Dataset records:
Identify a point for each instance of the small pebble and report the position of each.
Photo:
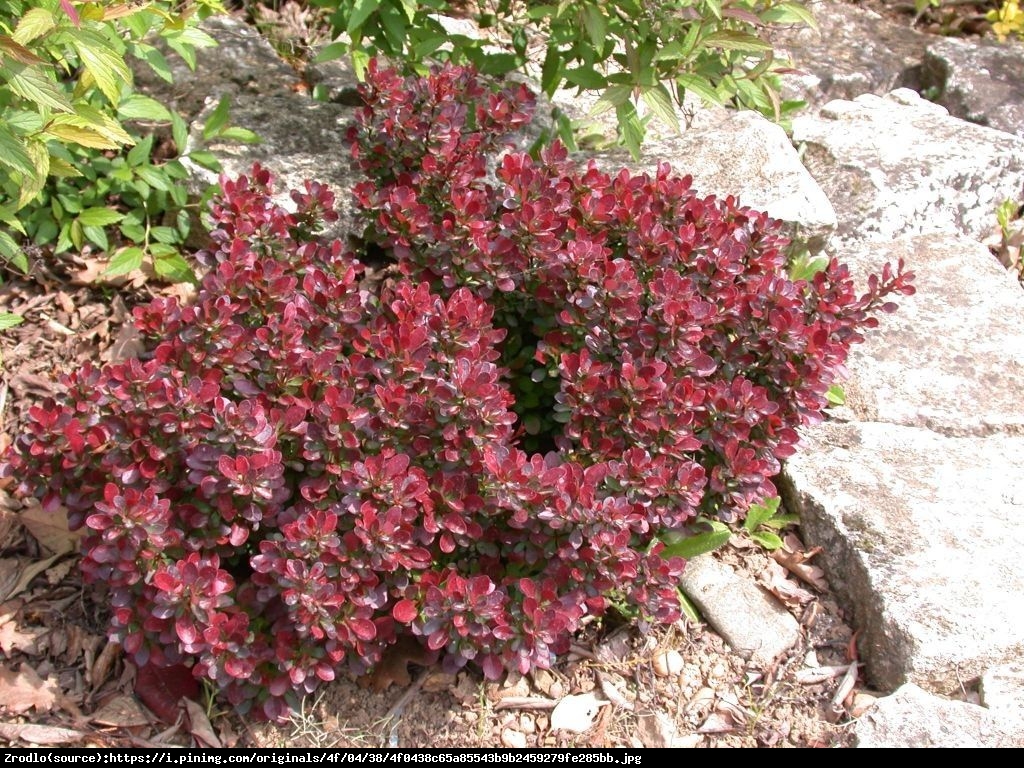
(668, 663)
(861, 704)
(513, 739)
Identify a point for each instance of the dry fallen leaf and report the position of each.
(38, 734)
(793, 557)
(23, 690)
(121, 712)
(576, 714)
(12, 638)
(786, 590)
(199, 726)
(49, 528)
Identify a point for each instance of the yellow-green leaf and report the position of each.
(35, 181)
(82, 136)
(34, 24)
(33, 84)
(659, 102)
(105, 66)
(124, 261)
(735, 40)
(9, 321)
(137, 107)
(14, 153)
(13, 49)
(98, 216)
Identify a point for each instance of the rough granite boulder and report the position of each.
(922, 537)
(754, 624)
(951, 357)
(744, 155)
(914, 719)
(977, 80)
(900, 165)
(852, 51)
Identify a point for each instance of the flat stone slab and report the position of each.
==
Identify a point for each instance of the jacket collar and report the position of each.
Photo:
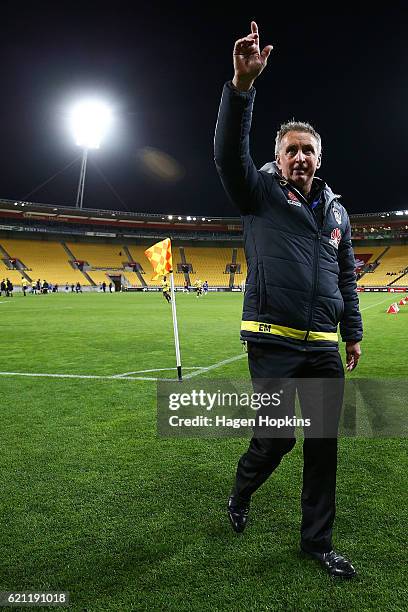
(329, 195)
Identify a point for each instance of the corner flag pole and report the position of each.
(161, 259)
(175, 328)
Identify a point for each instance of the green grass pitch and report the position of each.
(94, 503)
--
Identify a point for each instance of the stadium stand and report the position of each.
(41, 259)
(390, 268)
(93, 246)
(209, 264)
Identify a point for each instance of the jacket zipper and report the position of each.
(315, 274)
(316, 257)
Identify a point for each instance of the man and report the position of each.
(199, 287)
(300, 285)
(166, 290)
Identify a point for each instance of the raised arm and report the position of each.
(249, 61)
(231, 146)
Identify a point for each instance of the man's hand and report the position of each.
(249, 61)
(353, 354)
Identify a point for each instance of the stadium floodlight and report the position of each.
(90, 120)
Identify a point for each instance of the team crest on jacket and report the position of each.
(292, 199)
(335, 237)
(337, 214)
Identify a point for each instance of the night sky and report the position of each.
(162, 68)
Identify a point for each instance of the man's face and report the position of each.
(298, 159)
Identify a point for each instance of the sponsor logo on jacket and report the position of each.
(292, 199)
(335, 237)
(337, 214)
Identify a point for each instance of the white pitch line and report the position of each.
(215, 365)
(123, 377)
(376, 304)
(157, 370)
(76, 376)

THE REQUEST: Retype the records exactly, everything from the line containing "Identify a point for each instance of the small" down to the line containing "Identify a point for each instance of the flat", with both of those lines included. Leave the pictures out of your answer.

WRITTEN SOLUTION:
Identify a point for each instance of the small pebble and report the position of each.
Photo:
(668, 663)
(861, 704)
(513, 739)
Identify a point for each instance of the dry fallen leaf and report the position of each.
(38, 734)
(793, 557)
(23, 690)
(121, 712)
(576, 714)
(12, 638)
(786, 590)
(199, 726)
(49, 528)
Identify a point for each instance of the yellow-green leaf and report the position of each.
(35, 181)
(82, 136)
(34, 24)
(33, 84)
(659, 102)
(105, 66)
(124, 261)
(735, 40)
(9, 321)
(137, 107)
(14, 153)
(13, 49)
(98, 216)
Identify a point for each instance of the rough granite boulder and report the position of each.
(922, 537)
(754, 624)
(951, 357)
(744, 155)
(914, 719)
(977, 80)
(900, 165)
(852, 51)
Identify a point for each instance of the flat stone slab and report the position of each.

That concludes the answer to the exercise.